Documento ::
▼
En el plano patrimonial, la autonomía de cada sociedad queda también expuesta al riesgo permanente de resultar desbaratada por las políticas de transferencias que tienen lugar en ese mercado interno que surge dentro del grupo: transferencias de activos de una sociedad a otra; transferencias de capitales; transferencias de actividad; transferencias de personal; transferencias de pérdidas o de ganancias. Es sabido que los grupos suelen ajustar los intercambios y transferencias en función de conveniencias estratégicas, que generalmente coinciden con los intereses de la sociedad dominante. Por ejemplo, los beneficios aflorarán allí donde convenga hacerlos aflorar, que puede ser en la sociedad dominante o en otra sociedad filial.
Esta ruptura de la autonomía organizativa y patrimonial desemboca en la imperiosa necesidad de buscar mecanismos de protección para los socios externos de las sociedades filiales (es decir, para los socios minoritarios de las sociedades filiales) y, en ocasiones también, para los propios acreedores de las sociedades filiales.

La formación del grupo de sociedades y la protección de los accionistas de la sociedad dominante

La formación del grupo de sociedades tiene lugar a menudo mediante la fundación de nuevas sociedades o la adquisición de otras ya preexistentes que explotan negocios incluidos en el objeto social.
El crecimiento de la empresa por esta vía determina una cierta limitación de las competencias de la Junta General y, por tanto, de los derechos administrativos de los accionistas de la sociedad matriz, toda vez que las decisiones soberanas en relación a esas sociedades del grupo quedan de hecho transferidas al órgano de administración. Consciente de los riesgos que pueden entrañar estas prácticas, el ordenamiento disponía hasta hace poco de una cautela ad hoc, a decir verdad más formal que material. Nos referimos a la denominada cláusula de objeto indirecto recogida en el art. 117.4 del Reglamento del RM de 1989, en cuya virtud la posibilidad de desarrollar la empresa mediante sociedades filiales quedaba supeditada a la existencia previa de la correspondiente autorización estatutaria. Pero la cláusula fue suprimida en la reforma reglamentaria de 1995, por lo que ahora ha de entenderse —de conformidad con la doctrina tradicional— que el órgano de administración está sin más facultado para fundar o adquirir sociedades filiales, siempre y cuando su objeto coincida con el de la sociedad dominante. La reforma de la reforma, controvertida sobre todo por aquellos que veían en el viejo art. 117.4 del Reglamento del RM una pieza adelantada del Derecho de grupos por venir, ha de considerarse acertada. Los inconvenientes prácticos que ocasionaba la cláusula de objeto indirecto eran muy superiores a sus ventajas. El problema que trataba de atajar no reviste, por lo demás, especial gravedad, puesto que al fin y al cabo la formación del grupo por esa vía no afecta al corazón del negocio, que continúa en manos de la sociedad matriz.
▲
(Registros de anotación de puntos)
▼
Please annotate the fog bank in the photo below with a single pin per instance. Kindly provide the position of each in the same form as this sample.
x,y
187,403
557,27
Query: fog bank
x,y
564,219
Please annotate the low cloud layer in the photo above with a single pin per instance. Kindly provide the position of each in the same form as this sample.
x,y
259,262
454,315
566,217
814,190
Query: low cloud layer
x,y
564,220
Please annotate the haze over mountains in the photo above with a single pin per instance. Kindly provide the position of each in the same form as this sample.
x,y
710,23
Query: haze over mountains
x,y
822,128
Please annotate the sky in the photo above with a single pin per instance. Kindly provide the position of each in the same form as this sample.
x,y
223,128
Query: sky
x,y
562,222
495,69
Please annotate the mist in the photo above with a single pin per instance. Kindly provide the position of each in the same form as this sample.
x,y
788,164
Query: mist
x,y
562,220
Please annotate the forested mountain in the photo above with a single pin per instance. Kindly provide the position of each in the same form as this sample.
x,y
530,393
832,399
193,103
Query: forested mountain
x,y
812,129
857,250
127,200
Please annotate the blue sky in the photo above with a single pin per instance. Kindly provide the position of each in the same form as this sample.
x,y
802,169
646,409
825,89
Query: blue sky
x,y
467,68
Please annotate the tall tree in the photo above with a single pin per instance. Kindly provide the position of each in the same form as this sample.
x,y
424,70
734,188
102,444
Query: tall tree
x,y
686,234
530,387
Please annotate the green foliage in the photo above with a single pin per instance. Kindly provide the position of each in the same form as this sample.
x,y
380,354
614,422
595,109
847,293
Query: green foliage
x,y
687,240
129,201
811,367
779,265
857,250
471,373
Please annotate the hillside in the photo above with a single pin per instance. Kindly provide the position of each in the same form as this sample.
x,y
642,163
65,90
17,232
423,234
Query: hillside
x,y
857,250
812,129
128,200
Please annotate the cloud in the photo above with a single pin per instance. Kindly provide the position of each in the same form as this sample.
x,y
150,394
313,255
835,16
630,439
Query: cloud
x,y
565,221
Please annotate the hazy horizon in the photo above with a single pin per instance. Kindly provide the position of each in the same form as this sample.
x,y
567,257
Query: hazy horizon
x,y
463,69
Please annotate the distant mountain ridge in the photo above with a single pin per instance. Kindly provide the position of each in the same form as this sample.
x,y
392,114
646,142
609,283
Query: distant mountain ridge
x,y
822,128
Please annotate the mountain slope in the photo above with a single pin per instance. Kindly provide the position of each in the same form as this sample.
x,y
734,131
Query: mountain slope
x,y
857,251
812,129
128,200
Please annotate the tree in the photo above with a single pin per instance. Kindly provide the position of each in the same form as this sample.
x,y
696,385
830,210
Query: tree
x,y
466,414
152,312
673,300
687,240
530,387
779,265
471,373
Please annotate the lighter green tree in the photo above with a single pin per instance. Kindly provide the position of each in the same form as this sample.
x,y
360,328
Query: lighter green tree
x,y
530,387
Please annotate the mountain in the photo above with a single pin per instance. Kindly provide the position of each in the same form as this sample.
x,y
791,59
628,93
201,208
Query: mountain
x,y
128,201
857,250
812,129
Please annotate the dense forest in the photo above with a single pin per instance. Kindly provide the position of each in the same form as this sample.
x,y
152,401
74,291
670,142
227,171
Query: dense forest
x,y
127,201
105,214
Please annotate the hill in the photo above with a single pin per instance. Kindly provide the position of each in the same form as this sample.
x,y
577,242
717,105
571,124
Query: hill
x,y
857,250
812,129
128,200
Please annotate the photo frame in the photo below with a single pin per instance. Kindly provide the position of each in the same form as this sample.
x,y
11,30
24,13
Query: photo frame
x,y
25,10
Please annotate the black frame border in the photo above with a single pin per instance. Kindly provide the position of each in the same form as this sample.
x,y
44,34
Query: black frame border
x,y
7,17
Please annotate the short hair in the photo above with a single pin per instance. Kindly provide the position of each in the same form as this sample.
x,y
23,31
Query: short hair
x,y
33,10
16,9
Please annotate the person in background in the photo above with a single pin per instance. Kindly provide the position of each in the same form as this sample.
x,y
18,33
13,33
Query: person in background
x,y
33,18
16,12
▲
Solicitud 1 ::
¿Puedes transcribir literalmente el pasaje del documento sobre los grupos de sociedades que comienza en las palabras "Esta ruptura de" y termina después de "las sociedades filiales."?
Solicitud 2 ::
¿Puedes continuar el documento sobre los grupos de sociedades a partir de su última oración?
Los registros son un material aparte, independiente del documento.

Respuesta del ejercicio 1 ::
Esta ruptura de la autonomía organizativa y patrimonial desemboca en la imperiosa necesidad de buscar mecanismos de protección para los socios externos de las sociedades filiales (es decir, para los socios minoritarios de las sociedades filiales) y, en ocasiones también, para los propios acreedores de las sociedades filiales.

Respuesta del ejercicio 2 ::
El verdadero problema se presenta cuando la formación del grupo afecta al corazón del negocio, es decir, cuando conduce a hurtar a la sociedad matriz y, por tanto, a sus accionistas el control directo de partes sustanciales de la explotación. El supuesto paradigmático se presenta con las llamadas operaciones de «filialización», que tienen lugar cuando una sociedad operativa se reestructura como sociedad holding.
La estrategia empleada a tal fin consiste en segregar los activos industriales o comerciales que constituyen la base de la explotación a favor de una o varias filiales de nueva constitución. La sociedad aporta sus activos y, a cambio, obtiene las acciones o participaciones de las filiales.
Los riesgos asociados a estas operaciones de reorganización son manifiestos. El origen de todos ellos, según se ha recordado ya, radica en la alteración material de la distribución de competencias entre los órganos de la sociedad que traen consigo. Dicha alteración se traduce en el incremento de los poderes del órgano administrativo y en el correlativo debilitamiento de las facultades de la Junta General, a la que de este modo se sustraen, por ejemplo, las decisiones sobre política del capital o sobre política de dividendos. En efecto, si la sociedad matriz queda reducida a una pura sociedad holding, la captación de recursos para acometer nuevos proyectos de inversión a través de las oportunas ampliaciones de capital se decidirá en las sociedades industriales operativas y, por tanto, la decisión quedará en manos de los administradores, que son los encargados de gestionar las participaciones de la sociedad matriz. Lo propio sucederá con la política de dividendos. Si el órgano de administración pretende no distribuir dividendos, le bastará con reservar en la filial todos sus beneficios. De esta manera, no lucirán en el balance de la holding y, por tanto, no podrán ser distribuidos. Los accionistas quedan privados de su facultad de aplicar el resultado.
Esta notable laguna de protección debe ser colmada por la doctrina del Derecho de grupos, y a tal efecto parece imprescindible devolver a la competencia de los accionistas de la sociedad matriz las decisiones de filialización. En este sentido, es obligado entender que la segregación de activos sustanciales de la explotación no es un simple acto de gestión empresarial que pueda ser decidido por los administradores de la sociedad. Es un acto de reorganización empresarial y, siendo así, las más elementales exigencias de la razón jurídica están a favor de que sea la Junta General el órgano competente para aprobarlo, máxime si se tienen en cuenta sus consecuencias limitativas de los derechos y poderes de los accionistas. Así lo tiene reconocido ya, aunque sea obiter dicta, la propia DGRN.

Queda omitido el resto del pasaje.